**DOCUMENT TEXT:**

From 0bbccff121500e7a2325a5cc0731ef78c6720317 Mon Sep 17 00:00:00 2001
From: drunkduckdrown <70945319+drunkduckdrown@users.noreply.github.com>
Date: Fri, 20 Mar 2026 01:09:53 +0800
Subject: [PATCH 1/3] =?UTF-8?q?=E5=8E=BB=E9=99=A4Grok=E8=BF=94=E5=9B=9E?=
 =?UTF-8?q?=E7=9A=84<think>=E6=A0=87=E7=AD=BE?=
MIME-Version: 1.0
Content-Type: text/plain; charset=UTF-8
Content-Transfer-Encoding: 8bit

---
 src/grok_search/server.py  |  5 +++--
 src/grok_search/sources.py | 14 ++++++++++++++
 2 files changed, 17 insertions(+), 2 deletions(-)

**WORK TO COMPLETE:**
Please print the section of the patch header starting with "From 0bbccff121500e7a2325a5cc0731ef78c6720317 Mon" and going on through "insertions(+), 2 deletions(-)", character for character.

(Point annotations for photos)
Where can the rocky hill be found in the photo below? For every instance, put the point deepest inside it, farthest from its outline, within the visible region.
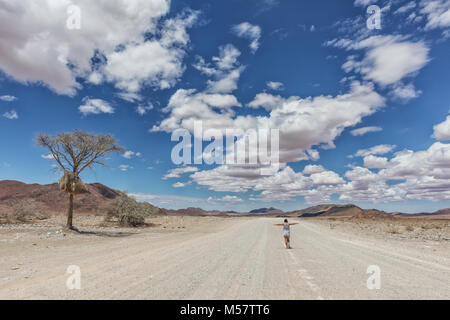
(53, 200)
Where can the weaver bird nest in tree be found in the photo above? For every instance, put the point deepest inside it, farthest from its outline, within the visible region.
(72, 184)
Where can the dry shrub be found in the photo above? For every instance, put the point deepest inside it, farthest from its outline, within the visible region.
(25, 210)
(128, 211)
(432, 226)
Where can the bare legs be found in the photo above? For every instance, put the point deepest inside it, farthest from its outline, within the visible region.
(287, 242)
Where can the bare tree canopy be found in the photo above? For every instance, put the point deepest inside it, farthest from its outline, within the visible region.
(75, 152)
(79, 150)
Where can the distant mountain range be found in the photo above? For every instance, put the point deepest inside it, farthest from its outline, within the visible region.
(53, 200)
(99, 198)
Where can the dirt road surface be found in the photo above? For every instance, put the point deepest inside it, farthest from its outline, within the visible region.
(238, 258)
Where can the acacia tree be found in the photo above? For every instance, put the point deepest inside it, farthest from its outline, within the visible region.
(77, 151)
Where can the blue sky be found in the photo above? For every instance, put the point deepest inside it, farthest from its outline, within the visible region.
(311, 69)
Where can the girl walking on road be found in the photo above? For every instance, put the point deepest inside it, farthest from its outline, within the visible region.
(287, 232)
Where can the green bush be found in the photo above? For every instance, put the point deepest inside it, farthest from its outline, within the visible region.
(128, 211)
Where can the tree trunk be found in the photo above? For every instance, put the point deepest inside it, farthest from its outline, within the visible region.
(70, 213)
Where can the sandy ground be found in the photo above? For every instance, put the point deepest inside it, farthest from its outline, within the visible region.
(221, 258)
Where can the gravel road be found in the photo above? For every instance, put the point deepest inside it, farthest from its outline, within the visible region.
(239, 258)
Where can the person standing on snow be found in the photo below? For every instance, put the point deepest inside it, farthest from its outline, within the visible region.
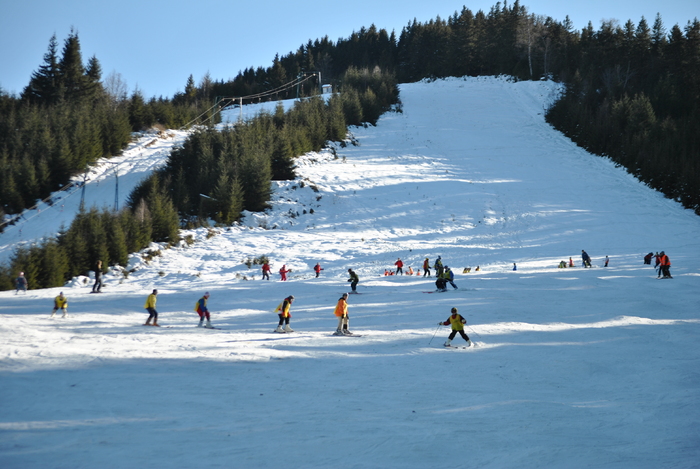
(457, 322)
(21, 283)
(449, 276)
(283, 273)
(438, 267)
(586, 259)
(341, 312)
(203, 311)
(266, 270)
(150, 306)
(284, 314)
(97, 287)
(399, 266)
(60, 302)
(354, 280)
(665, 269)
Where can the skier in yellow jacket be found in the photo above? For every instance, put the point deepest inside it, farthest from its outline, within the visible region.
(457, 322)
(60, 302)
(150, 306)
(284, 314)
(341, 312)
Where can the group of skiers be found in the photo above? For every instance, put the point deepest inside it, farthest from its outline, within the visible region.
(266, 269)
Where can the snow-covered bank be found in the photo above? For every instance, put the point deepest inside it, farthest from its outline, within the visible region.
(572, 368)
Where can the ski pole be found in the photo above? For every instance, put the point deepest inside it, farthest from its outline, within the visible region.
(431, 339)
(475, 333)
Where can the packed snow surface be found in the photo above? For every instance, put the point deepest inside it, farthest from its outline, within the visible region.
(572, 367)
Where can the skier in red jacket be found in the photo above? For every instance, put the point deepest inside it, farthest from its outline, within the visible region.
(283, 273)
(266, 271)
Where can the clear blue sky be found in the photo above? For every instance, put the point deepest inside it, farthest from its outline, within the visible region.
(156, 44)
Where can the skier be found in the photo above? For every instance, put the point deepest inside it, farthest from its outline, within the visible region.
(449, 276)
(201, 308)
(586, 259)
(399, 266)
(266, 270)
(341, 312)
(21, 283)
(284, 314)
(354, 279)
(97, 287)
(665, 269)
(60, 302)
(150, 306)
(441, 282)
(283, 273)
(457, 322)
(438, 267)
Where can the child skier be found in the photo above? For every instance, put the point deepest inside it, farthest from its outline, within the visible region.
(283, 273)
(150, 306)
(341, 312)
(586, 259)
(449, 276)
(266, 271)
(21, 283)
(284, 314)
(203, 311)
(60, 302)
(354, 280)
(457, 322)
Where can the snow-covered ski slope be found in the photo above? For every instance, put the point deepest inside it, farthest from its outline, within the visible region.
(572, 367)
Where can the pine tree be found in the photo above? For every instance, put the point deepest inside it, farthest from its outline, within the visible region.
(44, 84)
(71, 70)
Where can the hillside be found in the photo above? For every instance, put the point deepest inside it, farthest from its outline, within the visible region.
(572, 367)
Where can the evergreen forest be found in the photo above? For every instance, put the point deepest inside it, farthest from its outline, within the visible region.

**EXERCISE OUTPUT:**
From 0bbccff121500e7a2325a5cc0731ef78c6720317 Mon Sep 17 00:00:00 2001
From: drunkduckdrown <70945319+drunkduckdrown@users.noreply.github.com>
Date: Fri, 20 Mar 2026 01:09:53 +0800
Subject: [PATCH 1/3] =?UTF-8?q?=E5=8E=BB=E9=99=A4Grok=E8=BF=94=E5=9B=9E?=
 =?UTF-8?q?=E7=9A=84<think>=E6=A0=87=E7=AD=BE?=
MIME-Version: 1.0
Content-Type: text/plain; charset=UTF-8
Content-Transfer-Encoding: 8bit

---
 src/grok_search/server.py  |  5 +++--
 src/grok_search/sources.py | 14 ++++++++++++++
 2 files changed, 17 insertions(+), 2 deletions(-)